**DIRECTIONS**
1. Decide whether each statement agrees with the passage on Day One learning, answering yes or no and quoting the deciding words of the passage: (a) The passage holds that there is no reason to wait until January 1 to adopt this mindset. (b) The passage endorses the idea that schools exist to prepare students for a test. (c) The passage calls for patience and an open invitation to others.
2. Write a continuation of the passage on Day One learning, picking up after its final question.

**TEXT SECTION**
━━━
We engaged one another, not in school learning...but in life-long learning.

Highlights such as these are a testament to the good work being done in schools today, to create authentic learning experiences that move learning beyond the school walls.

So why does this have to stop? doesn't.

The start of a new calendar year tends to invite pressure - to resolve to accomplish new things.

"One day. I will do day."

And it seems that the momentum that inspires this to start becomes an afterthought, sooner, rather than later.

The cliché to do something "one day" has got to be day one.

And there's no sense waiting until January 1 to get started on this mindset, because each and every day presents a new chance to make, "one day", Day One.

To fully commit ourselves to breaking away from learning being a "school thing" and happening one day, there are clear commitments to building a learning culture that embraces Day One thinking:

  1. Surround ourselves with others who both "talk the talk" and more importantly, "walk the walk".
  2. Be intuitive, understanding that each person has his/her own reality for when/how a spark is lit.
  3. Be resourceful and creative, opening pathways, pushing and pulling others towards their passions.
  4. Be patient and willing to keep an open invitation to others, to join a team of passionate and supportive learners.
  5. Be intentional, to drive ourselves to our outer personal limits, and model being fearless learners.
All members of our learning organization seek, demand, and challenge us to meet them where they are. They just ask for us to help in different ways. And we owe it to them, to deliver.

Why? Because we are breaking away from the idea that schools exist to prepare students for a test, for the next grade, or the next school. We are preparing learners to become autonomous, relentless, and compassionate leaders in our local and global communities.

Because that is what the world needs right now - deep, meaningful learning that transcends our school walls.

Are we ready to make today, day one?
━━━
**Dataset excerpts**
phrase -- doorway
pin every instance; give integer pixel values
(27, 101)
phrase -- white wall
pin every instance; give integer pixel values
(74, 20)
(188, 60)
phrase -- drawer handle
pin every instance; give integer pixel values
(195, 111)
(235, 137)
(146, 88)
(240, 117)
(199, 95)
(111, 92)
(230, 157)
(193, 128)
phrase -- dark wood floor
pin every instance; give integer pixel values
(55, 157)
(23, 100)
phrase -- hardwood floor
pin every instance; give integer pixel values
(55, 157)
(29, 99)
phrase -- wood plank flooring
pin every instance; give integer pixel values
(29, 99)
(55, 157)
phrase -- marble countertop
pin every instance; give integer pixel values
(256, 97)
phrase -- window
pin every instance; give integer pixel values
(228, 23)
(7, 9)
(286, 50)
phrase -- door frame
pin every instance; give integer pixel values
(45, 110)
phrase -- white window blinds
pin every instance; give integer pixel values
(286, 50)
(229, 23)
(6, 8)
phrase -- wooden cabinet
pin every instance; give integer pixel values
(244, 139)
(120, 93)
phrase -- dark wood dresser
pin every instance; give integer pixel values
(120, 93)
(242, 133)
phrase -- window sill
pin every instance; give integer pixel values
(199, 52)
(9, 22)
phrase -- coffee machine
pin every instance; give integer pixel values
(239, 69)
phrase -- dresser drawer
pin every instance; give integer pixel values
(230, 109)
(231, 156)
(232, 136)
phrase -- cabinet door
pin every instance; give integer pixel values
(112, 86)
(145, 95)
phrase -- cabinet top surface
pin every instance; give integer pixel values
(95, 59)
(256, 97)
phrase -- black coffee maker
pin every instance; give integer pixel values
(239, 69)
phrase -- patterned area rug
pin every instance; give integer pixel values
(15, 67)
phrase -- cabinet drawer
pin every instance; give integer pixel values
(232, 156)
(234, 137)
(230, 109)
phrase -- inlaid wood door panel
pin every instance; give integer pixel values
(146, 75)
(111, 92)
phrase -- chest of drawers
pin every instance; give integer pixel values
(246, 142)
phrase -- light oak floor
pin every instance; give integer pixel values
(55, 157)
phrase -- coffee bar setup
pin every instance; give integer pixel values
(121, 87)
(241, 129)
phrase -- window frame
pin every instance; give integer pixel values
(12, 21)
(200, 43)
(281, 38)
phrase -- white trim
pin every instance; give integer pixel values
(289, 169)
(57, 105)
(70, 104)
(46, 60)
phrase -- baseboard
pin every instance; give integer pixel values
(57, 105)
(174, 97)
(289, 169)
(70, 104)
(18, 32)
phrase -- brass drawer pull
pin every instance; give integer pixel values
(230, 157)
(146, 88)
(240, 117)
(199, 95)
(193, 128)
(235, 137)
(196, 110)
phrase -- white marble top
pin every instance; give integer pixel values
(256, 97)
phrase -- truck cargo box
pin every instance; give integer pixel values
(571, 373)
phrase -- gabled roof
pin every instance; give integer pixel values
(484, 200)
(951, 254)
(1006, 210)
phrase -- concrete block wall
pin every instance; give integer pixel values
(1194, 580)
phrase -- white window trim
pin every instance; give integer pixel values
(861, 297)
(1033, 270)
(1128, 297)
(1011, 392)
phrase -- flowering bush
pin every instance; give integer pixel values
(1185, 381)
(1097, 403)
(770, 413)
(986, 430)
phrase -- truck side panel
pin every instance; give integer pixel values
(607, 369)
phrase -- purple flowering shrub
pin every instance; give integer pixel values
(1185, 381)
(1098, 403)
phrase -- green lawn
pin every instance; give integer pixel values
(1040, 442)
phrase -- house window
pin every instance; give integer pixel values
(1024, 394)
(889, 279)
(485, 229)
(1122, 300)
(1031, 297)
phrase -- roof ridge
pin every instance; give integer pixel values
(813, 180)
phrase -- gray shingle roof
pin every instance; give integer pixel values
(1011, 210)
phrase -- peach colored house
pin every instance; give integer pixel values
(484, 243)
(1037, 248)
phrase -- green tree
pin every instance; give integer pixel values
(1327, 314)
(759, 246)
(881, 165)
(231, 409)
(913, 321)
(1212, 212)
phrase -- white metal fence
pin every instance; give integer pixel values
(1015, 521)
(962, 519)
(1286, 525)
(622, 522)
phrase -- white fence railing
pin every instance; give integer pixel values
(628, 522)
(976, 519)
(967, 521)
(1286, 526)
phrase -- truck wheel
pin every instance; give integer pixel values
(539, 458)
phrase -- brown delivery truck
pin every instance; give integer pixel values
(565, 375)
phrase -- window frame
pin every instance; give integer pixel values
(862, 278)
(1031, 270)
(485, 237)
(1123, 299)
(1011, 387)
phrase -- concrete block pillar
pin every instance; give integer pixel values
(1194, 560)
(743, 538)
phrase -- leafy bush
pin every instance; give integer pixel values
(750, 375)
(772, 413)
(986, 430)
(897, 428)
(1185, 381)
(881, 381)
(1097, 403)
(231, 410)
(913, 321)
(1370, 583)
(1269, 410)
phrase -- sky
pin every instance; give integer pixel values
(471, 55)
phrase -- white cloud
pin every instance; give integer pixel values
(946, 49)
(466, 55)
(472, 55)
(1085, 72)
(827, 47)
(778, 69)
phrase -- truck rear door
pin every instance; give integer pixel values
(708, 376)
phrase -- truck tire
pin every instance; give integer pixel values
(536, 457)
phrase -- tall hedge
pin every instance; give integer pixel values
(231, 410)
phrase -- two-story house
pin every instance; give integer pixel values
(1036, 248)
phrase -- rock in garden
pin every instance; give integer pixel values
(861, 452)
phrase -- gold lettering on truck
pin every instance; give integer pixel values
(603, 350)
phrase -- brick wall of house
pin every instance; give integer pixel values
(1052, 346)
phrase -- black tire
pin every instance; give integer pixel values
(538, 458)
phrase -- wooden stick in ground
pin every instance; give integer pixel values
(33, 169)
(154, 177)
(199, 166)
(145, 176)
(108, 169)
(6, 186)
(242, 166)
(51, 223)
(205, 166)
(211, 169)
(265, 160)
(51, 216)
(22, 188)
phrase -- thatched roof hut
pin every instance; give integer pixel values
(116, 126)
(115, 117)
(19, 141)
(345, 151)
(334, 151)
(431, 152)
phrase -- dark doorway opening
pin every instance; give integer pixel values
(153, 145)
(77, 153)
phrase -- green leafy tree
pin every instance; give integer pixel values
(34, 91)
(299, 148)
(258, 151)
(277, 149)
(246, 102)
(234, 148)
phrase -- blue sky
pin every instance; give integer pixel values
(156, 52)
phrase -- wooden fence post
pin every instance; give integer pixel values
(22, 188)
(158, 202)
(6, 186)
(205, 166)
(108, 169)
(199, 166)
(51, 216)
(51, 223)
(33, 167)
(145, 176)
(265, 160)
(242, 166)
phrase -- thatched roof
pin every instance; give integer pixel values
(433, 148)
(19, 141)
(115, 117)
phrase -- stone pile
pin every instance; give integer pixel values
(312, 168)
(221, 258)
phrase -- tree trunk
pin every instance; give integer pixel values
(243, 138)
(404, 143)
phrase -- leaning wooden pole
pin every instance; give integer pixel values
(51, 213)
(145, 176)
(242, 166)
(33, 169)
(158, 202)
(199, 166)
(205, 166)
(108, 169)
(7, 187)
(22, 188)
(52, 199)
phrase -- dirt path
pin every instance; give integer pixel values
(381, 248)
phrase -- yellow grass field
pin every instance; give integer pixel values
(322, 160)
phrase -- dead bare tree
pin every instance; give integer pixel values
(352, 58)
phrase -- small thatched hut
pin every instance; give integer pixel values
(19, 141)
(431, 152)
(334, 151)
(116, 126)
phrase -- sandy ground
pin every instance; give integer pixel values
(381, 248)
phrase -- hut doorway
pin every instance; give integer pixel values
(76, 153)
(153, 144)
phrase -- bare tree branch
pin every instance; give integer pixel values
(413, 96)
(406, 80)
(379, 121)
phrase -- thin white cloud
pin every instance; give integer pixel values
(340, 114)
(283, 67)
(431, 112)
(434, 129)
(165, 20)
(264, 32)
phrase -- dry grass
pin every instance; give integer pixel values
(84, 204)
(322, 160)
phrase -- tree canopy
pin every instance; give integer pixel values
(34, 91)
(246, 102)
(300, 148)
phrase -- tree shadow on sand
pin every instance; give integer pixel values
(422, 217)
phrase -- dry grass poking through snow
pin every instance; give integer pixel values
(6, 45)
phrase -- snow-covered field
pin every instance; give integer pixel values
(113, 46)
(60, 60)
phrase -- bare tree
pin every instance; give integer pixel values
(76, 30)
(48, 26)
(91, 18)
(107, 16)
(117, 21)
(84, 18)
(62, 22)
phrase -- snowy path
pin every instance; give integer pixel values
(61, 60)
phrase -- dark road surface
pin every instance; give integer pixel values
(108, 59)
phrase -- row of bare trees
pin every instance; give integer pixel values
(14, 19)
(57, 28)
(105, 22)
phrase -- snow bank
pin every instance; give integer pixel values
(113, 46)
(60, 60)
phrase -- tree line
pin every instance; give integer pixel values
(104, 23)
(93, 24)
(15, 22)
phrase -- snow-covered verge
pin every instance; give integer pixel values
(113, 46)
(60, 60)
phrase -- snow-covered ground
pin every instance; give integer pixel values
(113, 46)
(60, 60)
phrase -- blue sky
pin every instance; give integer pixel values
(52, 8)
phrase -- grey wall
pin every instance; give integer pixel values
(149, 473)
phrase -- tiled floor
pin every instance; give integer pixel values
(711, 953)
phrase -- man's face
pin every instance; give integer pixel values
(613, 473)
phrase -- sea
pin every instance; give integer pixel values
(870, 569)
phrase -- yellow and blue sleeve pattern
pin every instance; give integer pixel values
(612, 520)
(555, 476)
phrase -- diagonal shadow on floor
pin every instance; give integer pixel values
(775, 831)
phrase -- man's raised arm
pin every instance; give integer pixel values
━━━
**ANSWER LIST**
1.
(a) Yes: "there's no sense waiting until January 1 to get started on this mindset"
(b) No: "we are breaking away from the idea that schools exist to prepare students for a test"
(c) Yes: "Be patient and willing to keep an open invitation to others"

2.
  1. Excellent post, Dennis. Building a community helps us move away from the view that learning only happens in a certain place. When we see multiple generations working together, when we have learners of all ages competing and collaborating, with positive goals to be met, when we encourage students (and teachers, administrators, and parents) to explore what interests them as a way to further deep learning, then we're helping to show that learning doesn't happen in "a place," in happens throughout "a life."

    Your switch from "one day" to "Day One" is powerful. It puts action at the forefront and signifies the importance of acting quickly, as we never know if there will be another day. Of course, we also want learners of all ages to see the importance of long-term planning. So, "one day" can be helpful too, as long as that "one day" is a benchmark to be met, not an excuse for procrastination. :)

  2. Fred, thanks for the thoughtful feedback. What you wrote about "one day", has me thinking about the work we do for/with learners in regards to goal setting, forward-thinking, and backwards-planning. This is where "one day" becomes where a learner strives to be.

    I believe if we invest the time and energy in children, we can set them up for success, so their "one day" aspiration can become our "day one" motivation.

    Fred, thank you for stretching my reflection, even further.